**WORK REQUIRED:** Convert the material below into a two-column CSV headed instruction and points. Give one row per piece of text with the coordinates that answer it, quote every field, replace line breaks with spaces, and leave out the pictures.

(Image point annotation entries)
# # # # #

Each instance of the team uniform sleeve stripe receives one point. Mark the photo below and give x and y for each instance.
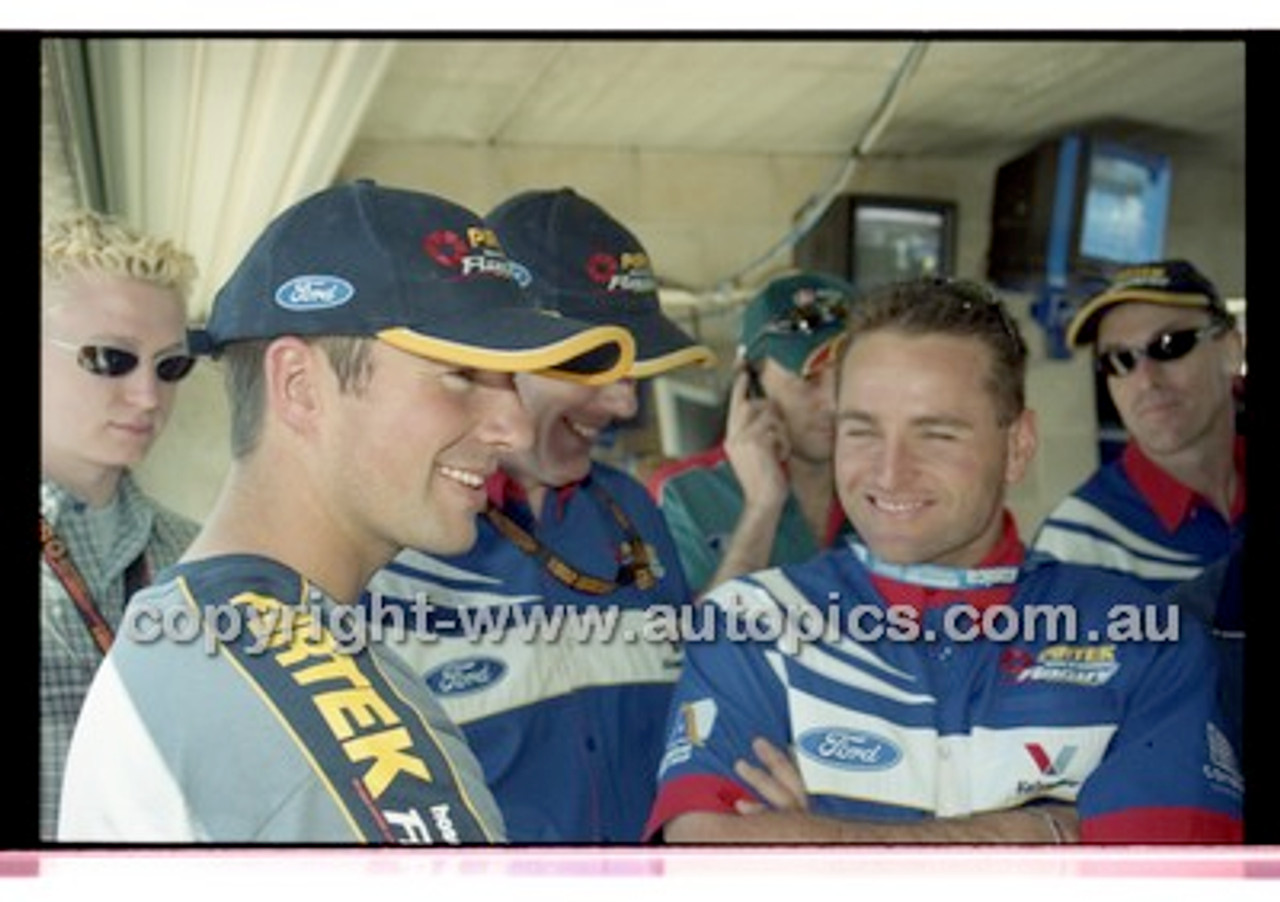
(656, 366)
(1162, 825)
(699, 792)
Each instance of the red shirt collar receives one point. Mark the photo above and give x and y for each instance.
(1170, 499)
(1008, 552)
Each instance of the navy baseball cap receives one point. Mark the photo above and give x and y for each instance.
(796, 319)
(411, 269)
(574, 257)
(1166, 282)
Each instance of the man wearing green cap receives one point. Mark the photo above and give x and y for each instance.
(766, 497)
(1170, 509)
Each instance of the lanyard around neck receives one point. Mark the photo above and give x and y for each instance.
(59, 561)
(634, 567)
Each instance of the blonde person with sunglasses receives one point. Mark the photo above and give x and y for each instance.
(113, 351)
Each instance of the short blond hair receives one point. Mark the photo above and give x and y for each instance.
(88, 242)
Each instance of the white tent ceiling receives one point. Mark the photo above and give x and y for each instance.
(206, 138)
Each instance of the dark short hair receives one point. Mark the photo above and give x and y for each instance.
(951, 307)
(242, 378)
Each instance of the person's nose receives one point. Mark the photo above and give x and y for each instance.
(507, 422)
(620, 398)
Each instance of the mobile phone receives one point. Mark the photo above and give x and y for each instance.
(754, 389)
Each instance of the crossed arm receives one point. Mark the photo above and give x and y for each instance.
(784, 816)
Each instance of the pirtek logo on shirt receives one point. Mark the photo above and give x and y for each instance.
(365, 726)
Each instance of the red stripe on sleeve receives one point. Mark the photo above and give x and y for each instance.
(1162, 825)
(700, 792)
(666, 471)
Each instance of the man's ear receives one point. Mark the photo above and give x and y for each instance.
(292, 372)
(1023, 442)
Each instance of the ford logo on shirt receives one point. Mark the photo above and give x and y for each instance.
(849, 749)
(469, 674)
(314, 292)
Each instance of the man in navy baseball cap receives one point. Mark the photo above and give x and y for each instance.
(414, 270)
(572, 256)
(369, 340)
(568, 732)
(1170, 509)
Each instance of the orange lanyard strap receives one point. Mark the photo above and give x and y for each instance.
(634, 566)
(60, 563)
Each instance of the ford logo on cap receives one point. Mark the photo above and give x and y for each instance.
(314, 292)
(469, 674)
(849, 749)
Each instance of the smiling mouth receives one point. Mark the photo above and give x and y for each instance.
(896, 507)
(467, 477)
(584, 431)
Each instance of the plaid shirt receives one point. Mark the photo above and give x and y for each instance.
(103, 543)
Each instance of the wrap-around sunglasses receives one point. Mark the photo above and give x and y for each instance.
(103, 360)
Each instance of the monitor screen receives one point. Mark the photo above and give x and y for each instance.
(690, 416)
(895, 242)
(1125, 205)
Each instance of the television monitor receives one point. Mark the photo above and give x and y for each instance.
(1073, 210)
(872, 239)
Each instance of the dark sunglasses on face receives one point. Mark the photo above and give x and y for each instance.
(1168, 346)
(113, 362)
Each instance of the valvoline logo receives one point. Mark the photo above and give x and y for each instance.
(314, 292)
(849, 749)
(469, 674)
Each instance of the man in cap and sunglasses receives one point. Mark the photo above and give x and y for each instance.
(908, 686)
(1173, 503)
(766, 494)
(566, 720)
(113, 351)
(369, 339)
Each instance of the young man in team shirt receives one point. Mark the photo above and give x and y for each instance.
(766, 494)
(369, 339)
(941, 726)
(568, 726)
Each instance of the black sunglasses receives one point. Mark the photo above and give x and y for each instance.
(112, 362)
(1168, 346)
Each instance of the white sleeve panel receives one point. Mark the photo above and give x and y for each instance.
(118, 787)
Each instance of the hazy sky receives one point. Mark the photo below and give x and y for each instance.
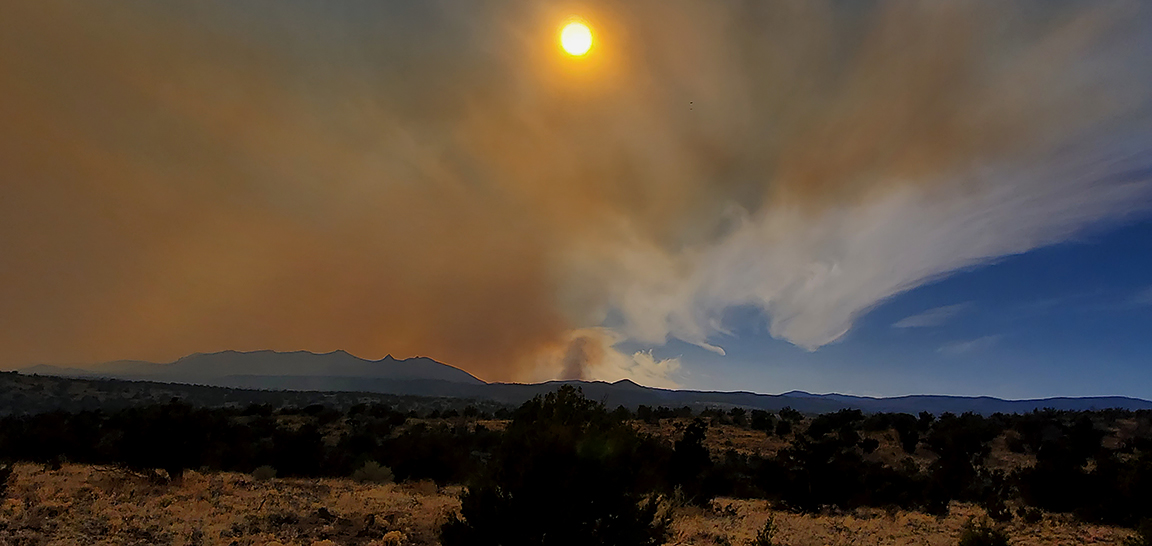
(879, 198)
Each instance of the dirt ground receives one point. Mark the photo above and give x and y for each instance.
(81, 505)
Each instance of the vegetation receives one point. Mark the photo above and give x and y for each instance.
(568, 474)
(982, 533)
(566, 462)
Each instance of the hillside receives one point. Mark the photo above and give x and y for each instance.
(340, 372)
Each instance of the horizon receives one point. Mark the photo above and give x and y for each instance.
(785, 393)
(866, 199)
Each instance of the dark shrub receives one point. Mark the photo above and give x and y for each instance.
(983, 535)
(566, 474)
(1143, 536)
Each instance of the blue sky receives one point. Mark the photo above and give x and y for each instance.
(1073, 319)
(871, 198)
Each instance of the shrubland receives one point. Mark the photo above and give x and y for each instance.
(577, 472)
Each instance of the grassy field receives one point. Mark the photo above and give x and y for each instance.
(83, 505)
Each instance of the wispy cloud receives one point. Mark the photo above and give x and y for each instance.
(932, 317)
(970, 346)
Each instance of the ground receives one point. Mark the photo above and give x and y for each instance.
(83, 505)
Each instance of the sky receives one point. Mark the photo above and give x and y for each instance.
(868, 198)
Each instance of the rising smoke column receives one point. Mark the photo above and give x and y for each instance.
(433, 179)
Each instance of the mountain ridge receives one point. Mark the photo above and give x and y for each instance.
(340, 371)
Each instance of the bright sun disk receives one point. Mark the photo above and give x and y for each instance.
(576, 38)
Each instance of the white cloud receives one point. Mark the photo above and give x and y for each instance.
(932, 317)
(816, 275)
(969, 346)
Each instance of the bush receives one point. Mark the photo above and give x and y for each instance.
(983, 535)
(1143, 536)
(566, 474)
(264, 474)
(1030, 515)
(764, 536)
(372, 472)
(5, 476)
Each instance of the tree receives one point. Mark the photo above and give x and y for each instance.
(566, 474)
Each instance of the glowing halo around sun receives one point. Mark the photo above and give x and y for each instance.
(576, 38)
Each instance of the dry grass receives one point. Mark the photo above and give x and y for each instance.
(81, 505)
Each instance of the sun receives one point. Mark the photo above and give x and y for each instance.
(576, 38)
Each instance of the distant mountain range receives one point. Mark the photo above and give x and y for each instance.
(424, 377)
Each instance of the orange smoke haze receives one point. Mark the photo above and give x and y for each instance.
(436, 179)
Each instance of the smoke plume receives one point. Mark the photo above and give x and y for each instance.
(436, 177)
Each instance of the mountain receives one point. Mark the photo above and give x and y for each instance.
(324, 371)
(339, 371)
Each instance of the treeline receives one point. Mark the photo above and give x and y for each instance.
(562, 448)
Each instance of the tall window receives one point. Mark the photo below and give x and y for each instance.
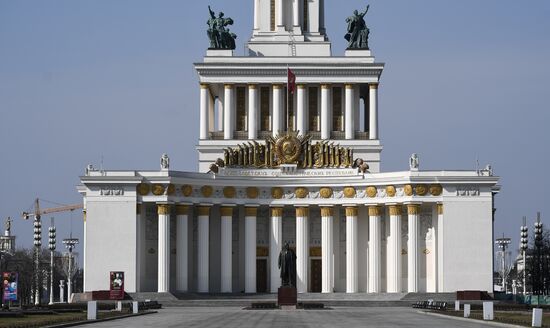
(337, 119)
(272, 15)
(306, 15)
(241, 109)
(264, 109)
(313, 109)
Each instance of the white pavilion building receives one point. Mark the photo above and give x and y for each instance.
(289, 175)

# # # # #

**RESPONSE TO THIS EXERCISE:**
instruction,points
"Each instance of the team uniform sleeve stripe receives one point. Mark the photo below and give x and y for each instance.","(656, 366) (1162, 825) (699, 792)"
"Each instance of the red shirt collar receives one point. Mark the photo above and give x and y for each instance.","(1170, 499) (1008, 552)"
"Each instance of the navy baseball cap receives one point. Mark the photo above and give x and y for each instance.","(796, 319) (411, 269) (574, 257) (1166, 282)"
"Each instance of the man wearing green cap receives one point. Mark the photo above and give x and y for each instance.","(766, 497) (1170, 509)"
"Each instance of the lanyard around neck receives one point. Mark the photo above and give x and y for each instance.","(59, 561) (634, 567)"
"Each instance of the blonde person with sunglasses receives one point. Mark the photo above and give x and y for each instance.","(113, 351)"
"Each instance of the short blond hair receives one point. Mark the photo above and give x and y for each instance.","(88, 242)"
"Each instance of the white tent ceiling receives one point. Mark the photo above and give x and y for each instance.","(206, 138)"
"Each instance of the dark short hair receives one point. Mark the photo above and give x and y for each instance.","(951, 307) (242, 378)"
"Each instance of the person's nose receives one point. Mark the photo above and give x and y for each instance.","(507, 422) (620, 398)"
"Each instance of the mobile phone receives one point. Mark the photo above and give x and y for each instance.","(754, 389)"
"Each instance of the crossed arm receives one point. Mark the photo above and give x and y for each instance.","(784, 816)"
"Each instance of the pirtek logo on shirt receives one point. Mark the photo above and give x and y for each instance.","(365, 726)"
"Each instance of the red stripe on sleeve receives one point. Mark the photo above and give x and y for each instance.","(1162, 825) (700, 792) (666, 471)"
"Each instance of the man's ear receives one point. Mark the photo above and give x and y for each instance.","(292, 372) (1023, 442)"
"Each instance of the ford logo on shirt receives one point. Mark the photo above and give x and y for each instance.","(849, 749) (469, 674) (314, 292)"
"Each instance of the man in navy baseball cap receives one point. Mark the photo above and give x and y for each instance.","(414, 270) (572, 256) (369, 340) (568, 732) (1170, 509)"
"Each instance of the orange lanyard strap receives one point. Mark the photo above and give x and y for each instance.","(634, 566) (60, 563)"
"Each instance of the ford logo on cap receives one point. Mark the photo above and give x and y for each instance.","(314, 292) (469, 674) (849, 749)"
"Each instance of the smiling mouth receives one point. Mark the photo above and give x and y for each instance.","(896, 507) (467, 477) (584, 431)"
"Each instance of the plaid shirt receives one point. Mark the photo above and give x and y for each instance.","(103, 543)"
"Each instance of the wrap-around sunglasses receives one point. Mark the photo above and give x and y for each instance.","(103, 360)"
"Each instance of the monitor screen receives one point. Mark the photo above and give x and y for each instance.","(690, 416) (895, 242) (1125, 205)"
"Each instance of the television monitor receives one point. Mark the photo above and give x and y for each instance.","(1073, 210) (872, 239)"
"Each instance of the dark sunglasses on face receives one point. Mark the photo above and give x and y for each instance.","(1168, 346) (113, 362)"
"Each instance of the valvoline logo receives one point. Mark the photo above and give x and y for each instance.","(314, 292) (849, 749) (469, 674)"
"Each instance of the man in cap and sunglasses receives one point. Mark the photo above and give x and y for each instance.","(908, 686) (1173, 503) (766, 494) (566, 720) (113, 351) (369, 339)"
"Each instance of the young man in team shirt receives one point. Mark the photo above and give x and y for each instance.","(766, 494) (369, 339) (941, 726) (568, 726)"
"Each instance of the black sunglasses receives one point. Mark the photo above and give x and y for each instance.","(112, 362) (1168, 346)"
"Each instance of the white sleeve panel receives one point. Mark the photo above and give x and y for each instance.","(118, 787)"
"Each instance of the hazy sky receives one point. Mark the photo below and give x and y for each instance.","(879, 198)"
"Each instance of the dirt ground receives one point. Mark the photo above and give x and y for each instance.","(81, 505)"
"Each instance of the vegetation receives one point. Mark the photo above and give x and y for each instance.","(568, 474) (982, 533) (566, 462)"
"Each instance of the hillside receives one point. Mark the photo above and give x and y for each instance.","(340, 372)"
"Each instance of the horizon receives one point. Mark the photo above and give x and y for each instance.","(785, 393) (866, 199)"
"Each instance of the dark shrub receives one point. Mark the photo above and give x and y for each instance.","(983, 535) (566, 474) (1143, 536)"
"Each instance of the blue sky receives one point. Mark the photo above and give x and y for each instance.","(1073, 319) (871, 198)"
"Each instance of the shrubland receives one point. Mark the photo above and give x and y for each instance.","(577, 472)"
"Each instance of the grassy field receives one point. Mark the photo above and give x and y for each instance.","(83, 505)"
"Each instance of the wispy cloud receives one point. Mark the photo above and give x and y for each instance.","(932, 317) (970, 346)"
"Each instance of the ground receives one point. Mark the photo above and give x and y for each instance.","(83, 505)"
"Each instance of the sky receives one point. Mark the photo above and give x and y for each instance.","(868, 198)"
"Each instance of the rising smoke column receives one point. Mark the photo above and give x and y for each instance.","(433, 179)"
"Each instance of the mountain ridge receives one point. Mark the photo above and give x and y for each instance.","(340, 371)"
"Each instance of the bright sun disk receives one point. Mark the photo above and give x and y for each instance.","(576, 38)"
"Each instance of the white cloud receives one point. Mark the photo above and give x and y for each instance.","(932, 317) (816, 275) (969, 346)"
"Each instance of the bush receives one point. Mark the photo above and give x and y for each instance.","(983, 535) (1143, 536) (566, 474) (264, 474) (1030, 515) (764, 536) (372, 472) (5, 476)"
"Each instance of the tree receives one point. Mark the photo above and give x and y for each instance.","(566, 474)"
"Each instance of the glowing halo around sun receives one point. Mark the photo above and give x and y for each instance.","(576, 38)"
"Each instance of the dry grass receives one point. Mark the photo above and give x and y for each instance.","(81, 505)"
"Each instance of the sun receives one point. Mark the photo above and give x and y for each instance.","(576, 38)"
"Each instance of the distant mountain range receives one point. Mark the photo above and give x and y for each instance.","(424, 377)"
"Each instance of the orange smoke haze receives one point. Mark the photo above and give x and y for each instance.","(436, 179)"
"Each instance of the smoke plume receives one point. Mark the photo above and give x and y for each instance.","(436, 177)"
"Each instance of the mountain receives one point. Mark the photo above and give x and y for each instance.","(324, 371) (339, 371)"
"Each instance of the treeline receives one point. Mark the photo above and give x and y for each instance.","(562, 448)"
"Each instance of the tall window receives one point. Mark the photo below and give x and y for each instance.","(337, 119) (272, 15) (306, 15) (241, 109) (264, 109) (313, 109)"
"Each instance of the white pavilion building receives one point. Mark the photo above and give x and y for each instance.","(289, 175)"